PÁGINA:
************
PRESENTACIÓN
La lectura del libro Identidad y migración en la
formación y revalorización de los territorios rurales me hizo
rememorar la fábula de los cinco ciegos del Indostán que encontraron su
camino bloqueado por un enorme elefante. La referencia me permitirá realizar, al
final de esta reseña, comentarios sobre dos aspectos, por un lado sobre los
problemas metodológicos irresueltos sobre los que bien vale la pena reflexionar
luego de revisar el contenido de la obra y, por el otro, sobre las influencias que las
políticas públicas tienen sobre el quehacer de las organizaciones dedicadas
a la educación superior.
La obra en cuestión se encuentra conformada por tres capítulos que abordan
desde estudios de caso las estrategias de los actores sociales frente a las
trasformaciones del campo mexicano. En ese contexto de cambio las unidades
domésticas recurren a la multiactividad y a la migración como parte de sus
estrategias de reproducción social. Los coordinadores del libro destacan tres
aspectos en relación con los trabajos que ahí se presentan: 1. La frescura
de los resultados presentados que son producto de investigación de campo, 2. Que se
encuentran marcados por el compromiso de las y el autor con los actores sociales
investigados, y 3. Constatan que «la nueva ruralidad adquiere rasgos, matices y
dinámicas específicas que los actores le imprimen» (p. 12).
************
DATOS PROPORCIONADOS:
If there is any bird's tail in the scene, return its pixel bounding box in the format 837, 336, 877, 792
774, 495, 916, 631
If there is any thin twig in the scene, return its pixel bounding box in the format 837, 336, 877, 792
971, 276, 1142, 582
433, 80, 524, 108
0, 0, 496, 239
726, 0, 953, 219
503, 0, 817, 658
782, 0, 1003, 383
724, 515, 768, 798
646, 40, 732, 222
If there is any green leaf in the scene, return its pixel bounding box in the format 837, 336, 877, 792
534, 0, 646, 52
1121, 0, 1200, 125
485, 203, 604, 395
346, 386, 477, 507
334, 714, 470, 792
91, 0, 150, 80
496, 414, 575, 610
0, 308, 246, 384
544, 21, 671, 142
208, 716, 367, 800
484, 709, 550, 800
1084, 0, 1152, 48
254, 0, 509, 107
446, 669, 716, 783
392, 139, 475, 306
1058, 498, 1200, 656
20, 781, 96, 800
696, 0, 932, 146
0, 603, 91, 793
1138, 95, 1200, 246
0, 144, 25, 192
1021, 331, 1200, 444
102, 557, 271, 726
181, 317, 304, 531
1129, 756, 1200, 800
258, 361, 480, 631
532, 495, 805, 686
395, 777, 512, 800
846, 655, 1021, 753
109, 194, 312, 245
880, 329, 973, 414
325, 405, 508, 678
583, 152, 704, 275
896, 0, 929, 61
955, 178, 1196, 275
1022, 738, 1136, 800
************
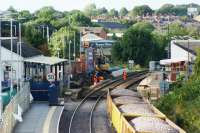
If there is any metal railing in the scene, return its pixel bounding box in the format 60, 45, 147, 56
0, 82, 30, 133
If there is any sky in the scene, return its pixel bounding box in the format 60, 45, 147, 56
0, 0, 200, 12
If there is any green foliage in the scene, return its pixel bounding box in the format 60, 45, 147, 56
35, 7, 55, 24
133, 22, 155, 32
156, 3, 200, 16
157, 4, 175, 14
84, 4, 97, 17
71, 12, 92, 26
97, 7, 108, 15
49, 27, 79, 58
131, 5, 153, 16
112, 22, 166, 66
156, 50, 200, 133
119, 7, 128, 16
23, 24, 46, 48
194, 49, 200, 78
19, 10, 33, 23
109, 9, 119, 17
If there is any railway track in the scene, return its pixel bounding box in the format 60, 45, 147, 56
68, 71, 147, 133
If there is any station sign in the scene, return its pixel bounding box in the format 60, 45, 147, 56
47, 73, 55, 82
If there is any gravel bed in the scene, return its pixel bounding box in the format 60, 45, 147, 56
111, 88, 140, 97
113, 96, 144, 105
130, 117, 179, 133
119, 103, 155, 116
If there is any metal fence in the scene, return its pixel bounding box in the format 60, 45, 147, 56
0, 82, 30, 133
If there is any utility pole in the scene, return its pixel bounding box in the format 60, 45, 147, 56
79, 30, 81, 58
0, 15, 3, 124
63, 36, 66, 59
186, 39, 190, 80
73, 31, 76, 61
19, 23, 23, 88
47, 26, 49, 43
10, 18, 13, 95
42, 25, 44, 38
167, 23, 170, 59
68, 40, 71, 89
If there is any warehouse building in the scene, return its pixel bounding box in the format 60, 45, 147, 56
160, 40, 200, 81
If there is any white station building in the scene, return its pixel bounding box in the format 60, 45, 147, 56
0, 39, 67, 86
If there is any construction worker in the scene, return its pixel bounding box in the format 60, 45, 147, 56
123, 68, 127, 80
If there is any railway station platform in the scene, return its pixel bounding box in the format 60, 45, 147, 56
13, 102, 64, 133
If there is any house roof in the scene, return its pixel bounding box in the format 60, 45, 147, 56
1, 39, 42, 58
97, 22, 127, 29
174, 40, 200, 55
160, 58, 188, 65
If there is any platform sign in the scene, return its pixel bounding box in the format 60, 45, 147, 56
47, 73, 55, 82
************
OBJETIVOS:
1: Transcribe sin cambios la reseña, comenzando en "PRESENTACIÓN" y siguiendo hasta "la educación superior.".
2: Según la reseña, ¿qué fábula le trajo a la memoria a quien escribe la lectura del libro?
3: Continúa la reseña del libro sobre identidad y migración en los territorios rurales a partir de donde termina.

RESULTADOS DEL EJERCICIO:
1:
PRESENTACIÓN
La lectura del libro Identidad y migración en la
formación y revalorización de los territorios rurales me hizo
rememorar la fábula de los cinco ciegos del Indostán que encontraron su
camino bloqueado por un enorme elefante. La referencia me permitirá realizar, al
final de esta reseña, comentarios sobre dos aspectos, por un lado sobre los
problemas metodológicos irresueltos sobre los que bien vale la pena reflexionar
luego de revisar el contenido de la obra y, por el otro, sobre las influencias que las
políticas públicas tienen sobre el quehacer de las organizaciones dedicadas
a la educación superior.

2: La fábula de los cinco ciegos del Indostán que encontraron su camino bloqueado por un enorme elefante.

3:
Por otra parte, el texto fue publicado con financiamiento del Programa Integral de
Fortalecimiento Institucional (PIFI) destinado al cuerpo académico consolidado
«Economía agraria, desarrollo rural y campesinado» de la Unidad
Xochimilco, Universidad Autónoma Metropolitana. Como bien destacan los
coordinadores, los capítulos del libro corresponden a síntesis de trabajos
para obtener el grado de maestría que se defendieron entre diciembre de 2009 y
julio de 2010.
El capítulo de Víctor Hugo Sánchez Reséndiz,
«Jiutepec: de la caña de azúcar a la urbanización salvaje. La
emergencia de nuevos actores sociales», analiza el especio rural de Jiutepec, desde
los actores que se identifican en la dicotomía «nativos-avecindados»;
dicotomía que permite estructurar un campo de relaciones sociales en el que
encuentra sustratos de la identidad y la historia local. Es por ello que el autor remonta
la historia al periodo colonial y al establecimiento de haciendas azucareras en la
región para después ahondar en el relato de las disputas por tierra y agua
entre los pueblos originarios y las haciendas; aunque esa relación
asimétrica se caracterizaría por el despojo.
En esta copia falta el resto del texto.